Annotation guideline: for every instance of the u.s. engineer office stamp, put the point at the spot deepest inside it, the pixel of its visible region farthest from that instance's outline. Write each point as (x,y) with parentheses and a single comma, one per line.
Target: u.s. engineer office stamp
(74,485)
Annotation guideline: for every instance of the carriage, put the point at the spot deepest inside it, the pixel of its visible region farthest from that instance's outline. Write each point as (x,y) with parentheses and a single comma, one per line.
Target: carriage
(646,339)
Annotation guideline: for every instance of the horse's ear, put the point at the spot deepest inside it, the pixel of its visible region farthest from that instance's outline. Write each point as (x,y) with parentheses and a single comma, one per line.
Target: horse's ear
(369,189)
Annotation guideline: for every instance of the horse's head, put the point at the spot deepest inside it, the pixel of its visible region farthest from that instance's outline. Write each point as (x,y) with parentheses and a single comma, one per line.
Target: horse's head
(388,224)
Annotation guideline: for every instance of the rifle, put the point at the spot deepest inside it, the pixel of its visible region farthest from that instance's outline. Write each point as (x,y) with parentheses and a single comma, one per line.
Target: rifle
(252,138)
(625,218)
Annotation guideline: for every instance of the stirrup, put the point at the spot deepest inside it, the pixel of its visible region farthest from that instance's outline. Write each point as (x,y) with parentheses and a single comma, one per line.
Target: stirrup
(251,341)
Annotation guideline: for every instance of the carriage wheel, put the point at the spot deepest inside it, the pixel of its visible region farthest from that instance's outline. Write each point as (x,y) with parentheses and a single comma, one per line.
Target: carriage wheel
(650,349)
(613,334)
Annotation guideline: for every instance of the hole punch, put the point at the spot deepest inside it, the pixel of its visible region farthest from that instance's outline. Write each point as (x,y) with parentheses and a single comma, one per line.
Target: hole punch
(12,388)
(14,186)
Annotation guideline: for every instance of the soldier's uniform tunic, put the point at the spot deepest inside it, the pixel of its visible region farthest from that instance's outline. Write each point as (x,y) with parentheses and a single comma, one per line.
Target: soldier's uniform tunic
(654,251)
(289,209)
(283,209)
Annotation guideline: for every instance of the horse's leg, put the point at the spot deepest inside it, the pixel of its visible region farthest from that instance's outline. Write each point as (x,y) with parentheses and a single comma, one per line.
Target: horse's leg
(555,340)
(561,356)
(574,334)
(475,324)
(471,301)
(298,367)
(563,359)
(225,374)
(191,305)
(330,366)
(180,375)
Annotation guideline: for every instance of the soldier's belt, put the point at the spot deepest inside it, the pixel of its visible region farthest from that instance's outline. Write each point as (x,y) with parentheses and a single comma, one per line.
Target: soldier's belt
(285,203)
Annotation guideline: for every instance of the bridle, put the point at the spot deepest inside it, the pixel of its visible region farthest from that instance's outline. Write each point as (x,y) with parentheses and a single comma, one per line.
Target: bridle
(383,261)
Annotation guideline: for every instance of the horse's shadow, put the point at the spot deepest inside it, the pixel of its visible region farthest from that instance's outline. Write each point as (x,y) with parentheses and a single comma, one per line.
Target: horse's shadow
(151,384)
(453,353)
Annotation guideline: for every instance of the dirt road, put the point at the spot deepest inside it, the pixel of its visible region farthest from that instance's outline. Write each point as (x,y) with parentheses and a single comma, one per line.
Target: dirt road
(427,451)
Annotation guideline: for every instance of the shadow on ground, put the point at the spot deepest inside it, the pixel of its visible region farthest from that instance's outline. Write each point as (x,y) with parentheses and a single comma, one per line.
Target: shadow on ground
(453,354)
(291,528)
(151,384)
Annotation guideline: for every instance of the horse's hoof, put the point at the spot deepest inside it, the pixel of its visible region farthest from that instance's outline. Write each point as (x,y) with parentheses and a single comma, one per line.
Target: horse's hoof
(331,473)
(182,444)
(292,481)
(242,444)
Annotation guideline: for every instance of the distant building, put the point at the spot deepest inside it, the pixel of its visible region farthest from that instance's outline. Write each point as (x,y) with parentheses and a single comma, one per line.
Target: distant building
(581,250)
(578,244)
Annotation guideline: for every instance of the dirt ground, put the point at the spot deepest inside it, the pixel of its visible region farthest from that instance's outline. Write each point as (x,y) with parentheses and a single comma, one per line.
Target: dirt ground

□ □ □ □

Task directions:
The records need to be set down again without a single difference.

Written reply:
Annotation guideline: for every instance of the u.s. engineer office stamp, put the point at the spot deepest inside it, the pixel of its visible region farthest from that instance's outline. Write each point as (x,y) with parentheses and a single comma, one per line.
Target: u.s. engineer office stamp
(74,485)
Annotation guideline: for every instance of the carriage, put the point at the spot deepest inside it, the pixel of its visible region farthest from that instance's outline. Write each point as (x,y) with parentheses and a single comma, one per line.
Target: carriage
(646,339)
Annotation guideline: for every instance of the horse's ear, put the point at the spot deepest inside it, the pixel of its visible region farthest from that instance's outline. Write each point as (x,y) with parentheses and a single comma, one per line.
Target: horse's ear
(369,189)
Annotation guideline: for every instance of the horse's head, put the point at the spot deepest inside it, the pixel of its visible region farthest from that instance's outline. Write each point as (x,y) with parentheses and a single comma, one per line.
Target: horse's head
(388,224)
Annotation guideline: for every instance of the rifle, put the point at the spot deepest inside it, the pixel of its visible region farthest from that instance's outline. Write each point as (x,y) with parentheses and a single comma, one per line.
Target: rifle
(252,138)
(625,218)
Annotation guideline: for every instance of the stirrup, put the point at the spot deepest inside it, the pixel of its visible region farthest from that instance's outline. Write each point as (x,y) with parentheses and a single comma, one per line.
Target: stirrup
(251,341)
Annotation guideline: for every instance of the carriage wheel, put the point at the spot deepest inside it, the pixel of its visible region farthest from that instance's outline. Write each point as (x,y) with parentheses and a single comma, one per line.
Target: carriage wheel
(650,349)
(613,334)
Annotation guideline: for every instance of the hole punch, put the point at the spot deepest inside it, the pixel of its visible region farthest from that instance's outline. Write each point as (x,y) with parentheses and a single comma, one per line.
Target: hole punch
(12,388)
(14,186)
Annotation guideline: for every instance of the soldier's uniform tunic, put the point at the spot deepest inside it, the pixel of its visible region farthest from that instance's outline. Write each point as (x,y) with parentheses and a single comma, one per line.
Target: soldier's uniform tunic
(654,251)
(289,209)
(283,209)
Annotation guideline: for every instance of the horse's leg, put the point at the spot deepest inside it, the pixel of its visible region farthest from that instance's outline. Write each point as (x,y) with parentheses and a single comma, one per line.
Target: horse's leg
(555,340)
(561,356)
(574,334)
(475,324)
(471,301)
(298,367)
(563,359)
(225,374)
(191,305)
(330,366)
(180,375)
Annotation guideline: for every instance of the soldier's belt, put the point at the spot deepest inside it, the pixel of its visible region farthest from that instance's outline. Write each point as (x,y) with parentheses and a single comma, one per line.
Target: soldier's belt
(285,203)
Annotation guideline: for every instance of the bridle, put the point at the spot deepest inside it, the pixel of its visible region farthest from that instance's outline. Write each point as (x,y) with parentheses and a single comma, one per line.
Target: bridle
(383,261)
Annotation guideline: for every instance of the horse's shadow, put the point at the spot deepest inside it, the pixel of its visible region farthest from that instance's outline. Write each point as (x,y) with parentheses and a single comma, one per line.
Target: horse's shadow
(151,384)
(453,353)
Annotation guideline: for every instance of the dirt road, put the point at the spot deepest inside it, the pixel of its visible region farthest from that instance's outline. Write each point as (x,y) with parentheses and a single comma, one per line.
Target: dirt road
(427,451)
Annotation guideline: for every instance of the shadow on ground, put the point at the spot deepest inside it, the pixel of its visible region farthest from that instance's outline. Write each point as (x,y) with parentheses and a single comma, one per line.
Target: shadow on ground
(453,354)
(291,528)
(151,384)
Annotation guideline: for every instance of the horse's hoof, put the point at the spot deepest inside it, the pixel of its visible region farthest from that instance's outline. Write each point as (x,y) with parentheses and a single comma, one per line.
Target: horse's hoof
(331,473)
(182,444)
(292,481)
(242,444)
Annotation guideline: for every instance of the distant building, put the point at the spot deepest inside it, the pixel of its visible region farthest from that instance's outline. Write each point as (x,y) with parentheses and a single comma, one per line.
Target: distant building
(581,250)
(578,244)
Annotation guideline: for every instance of the dirt ground, put the point at the spot deepest inside it, the pixel of its visible region farthest from that instance's outline. Write each point as (x,y) with parentheses and a single comma, one per line.
Target: dirt ground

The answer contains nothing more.